== Instructions for the task ==
Output every entry below exactly, without its pictures.

== Given records ==
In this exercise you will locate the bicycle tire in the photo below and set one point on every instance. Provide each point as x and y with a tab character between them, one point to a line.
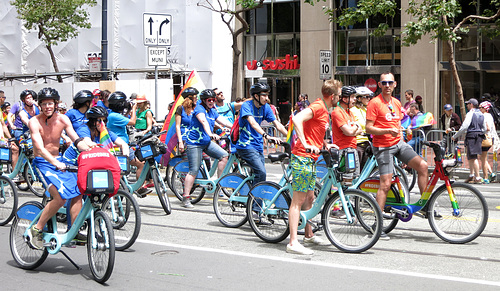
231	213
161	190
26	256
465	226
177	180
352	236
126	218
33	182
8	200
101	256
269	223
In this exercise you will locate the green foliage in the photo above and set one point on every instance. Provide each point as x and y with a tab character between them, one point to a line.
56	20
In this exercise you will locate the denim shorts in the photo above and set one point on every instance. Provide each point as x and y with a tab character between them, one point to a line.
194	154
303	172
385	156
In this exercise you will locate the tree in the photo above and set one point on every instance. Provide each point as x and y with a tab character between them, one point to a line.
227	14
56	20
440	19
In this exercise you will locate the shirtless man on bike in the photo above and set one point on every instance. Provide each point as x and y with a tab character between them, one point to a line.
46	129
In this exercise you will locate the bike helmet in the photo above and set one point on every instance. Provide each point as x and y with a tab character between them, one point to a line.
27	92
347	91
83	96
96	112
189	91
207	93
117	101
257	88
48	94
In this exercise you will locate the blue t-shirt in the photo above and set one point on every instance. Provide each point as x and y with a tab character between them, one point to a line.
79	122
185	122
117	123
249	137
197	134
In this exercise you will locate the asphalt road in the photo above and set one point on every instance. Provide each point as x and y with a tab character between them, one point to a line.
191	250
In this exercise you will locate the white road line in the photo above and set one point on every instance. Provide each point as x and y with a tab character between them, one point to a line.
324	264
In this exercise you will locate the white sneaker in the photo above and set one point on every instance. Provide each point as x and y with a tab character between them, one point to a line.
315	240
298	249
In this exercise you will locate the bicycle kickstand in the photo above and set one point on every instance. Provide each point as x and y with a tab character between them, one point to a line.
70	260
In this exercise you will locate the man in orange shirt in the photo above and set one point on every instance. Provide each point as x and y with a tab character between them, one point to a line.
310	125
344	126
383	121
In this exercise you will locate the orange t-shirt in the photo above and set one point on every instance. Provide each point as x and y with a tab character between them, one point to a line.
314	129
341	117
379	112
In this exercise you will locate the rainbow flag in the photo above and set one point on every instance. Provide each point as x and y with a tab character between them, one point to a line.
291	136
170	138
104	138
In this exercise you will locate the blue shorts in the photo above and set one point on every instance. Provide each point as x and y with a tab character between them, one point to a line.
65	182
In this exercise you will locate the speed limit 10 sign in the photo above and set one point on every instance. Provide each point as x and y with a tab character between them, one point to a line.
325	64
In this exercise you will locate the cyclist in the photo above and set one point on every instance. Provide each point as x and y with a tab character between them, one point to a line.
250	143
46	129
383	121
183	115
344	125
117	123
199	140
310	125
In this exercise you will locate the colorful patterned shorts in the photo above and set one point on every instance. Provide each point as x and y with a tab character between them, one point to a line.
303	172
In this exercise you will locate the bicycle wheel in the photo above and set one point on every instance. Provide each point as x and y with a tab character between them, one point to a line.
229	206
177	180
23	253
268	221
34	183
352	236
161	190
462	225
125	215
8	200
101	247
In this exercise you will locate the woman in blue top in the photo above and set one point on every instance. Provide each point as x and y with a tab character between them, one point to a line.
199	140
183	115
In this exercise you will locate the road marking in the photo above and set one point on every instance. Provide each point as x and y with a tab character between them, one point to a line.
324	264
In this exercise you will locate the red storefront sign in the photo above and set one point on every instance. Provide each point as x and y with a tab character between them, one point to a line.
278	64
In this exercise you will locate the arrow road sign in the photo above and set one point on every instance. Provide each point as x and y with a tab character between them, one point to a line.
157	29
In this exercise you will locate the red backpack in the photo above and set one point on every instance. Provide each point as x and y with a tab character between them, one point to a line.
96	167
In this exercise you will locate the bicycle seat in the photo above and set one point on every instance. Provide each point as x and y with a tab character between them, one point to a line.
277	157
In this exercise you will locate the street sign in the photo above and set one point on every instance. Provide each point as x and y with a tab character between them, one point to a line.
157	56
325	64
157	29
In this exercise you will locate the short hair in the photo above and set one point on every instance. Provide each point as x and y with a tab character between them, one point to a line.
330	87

== Task output ==
In this exercise you will locate the bicycle tire in the photo below and set one point on every instance. Provide each point as x and y with a tab character between them, one point to a line.
231	213
161	190
26	256
465	226
177	180
352	236
126	218
33	182
8	200
101	256
269	223
In this exercise you will locate the green foliage in the photo above and set one point on every instance. Provide each point as x and y with a tab character between them, one point to a line.
56	20
In this exercise you will locate the denim shorts in the photo above and set one point on every instance. Provide each point as x and y with a tab character between them, one point to a line.
194	154
303	172
385	156
In this exercise you will locate the tree in the photo above and set one point on every instance. Provide each point as x and y with a tab character between them, one point to a line.
227	14
56	20
440	19
In this exercise you will locate the shirtless man on bike in the photo above and set one point on every instance. Provide each point as x and y with a tab character between them, one point to a line.
46	129
In this exercise you will locate the bike helmet in the photo above and set one point on every instance. Provide each point as x and y with a tab character between them, one point to a line.
27	92
347	91
83	96
96	112
189	91
207	93
117	101
257	88
48	94
In this exercise you will locate the blue t-shirt in the photo above and set one point on every instance. Provide each point as x and y with a tab character between them, one point to a line.
79	122
185	122
117	123
249	137
197	134
In this exercise you will locate the asphalt road in the photo above and set one point on every instance. Provide each point as x and y with a tab character between them, one point to a line.
191	250
In this exercise you will locate the white road line in the photo above and set one point on every instance. Provide each point as x and y with a tab character between them, one point to a line.
324	264
In this exercise you will locate the white sneaker in the photo above and set one point on every instance. Provide each point as x and y with a tab character between them, one point to a line.
315	240
298	249
In this exercise you will locate the bicycle kickstand in the photo above and set one point on every instance. Provide each point as x and y with a tab character between them, one point to a line.
70	260
In this exercise you will locate the man in orange shirt in the photo above and set one point on every instance. Provide each point as x and y with a tab character between them, one point to a line.
310	125
344	126
383	121
In this exercise you will locate the orange t-shirt in the photo above and set one point on every instance. Provide each point as x and y with a tab character between them, one point to a line.
314	129
341	117
379	112
In this exercise you will locate the rainbow flag in the photo above and set one point on every instance. Provide each point as x and y with a tab character between them, one point to a line.
291	136
170	138
104	138
In this exercise you will locate the blue shorts in the photo above and set one point on every instance. Provide each point as x and y with a tab character between them, one point to a line.
65	182
In this exercise you will locate the speed limit 10 sign in the photo above and set one point on every instance. Provide each point as x and y with a tab character between them, one point to a line.
325	64
In this exercise you will locate the cyclist in the photo above and set one point on every instance. Provide each point as x and y with a tab character between them, one point to a line.
250	143
46	129
383	121
183	115
344	125
117	123
199	140
310	125
In this exercise you will locate the colorful patterned shorts in the photo above and set one point on every instance. Provide each point as x and y with a tab character between them, one point to a line.
303	172
In this exercise you will locate the bicycle wheel in the photo above and set one point on every instance. Provide each point as x and y with a tab character between them, one point to a line.
229	206
177	180
23	253
268	221
34	183
352	236
161	190
462	225
125	215
8	200
101	247
In this exercise you will locate the woman in blue top in the photo above and set one point on every instance. Provide each point as x and y with a tab character between them, one point to a line.
199	140
183	115
In this exercise you will locate the road marking in the photo above and set one point on every instance. Provide each point as x and y with a tab character between them, one point to a line.
324	264
In this exercise you will locate the red storefront sign in the photo above and set one point on every instance. Provide each point as x and y with a tab character between them, one point to a line.
278	64
In this exercise you will locate the arrow road sign in the photo above and set one point on every instance. Provide each point as x and y with a tab character between them, one point to a line.
157	29
In this exercise you will locate the red backpack in the photo above and set one point on every instance. Provide each point as x and y with a tab character between them, one point to a line.
96	167
In this exercise you will locate the bicycle seat in the photo above and set one point on every instance. Provide each point as x and y with a tab character between them, one point to a line.
277	157
In this exercise you will locate the street sign in the photo above and set one point on every instance. Provide each point as x and y with a tab character between them, one point to a line.
157	56
325	64
157	29
In this exercise you will locate the short hair in the photo above and set one point on every instance. Provide each point as x and y with a tab character between them, one point to a line.
330	87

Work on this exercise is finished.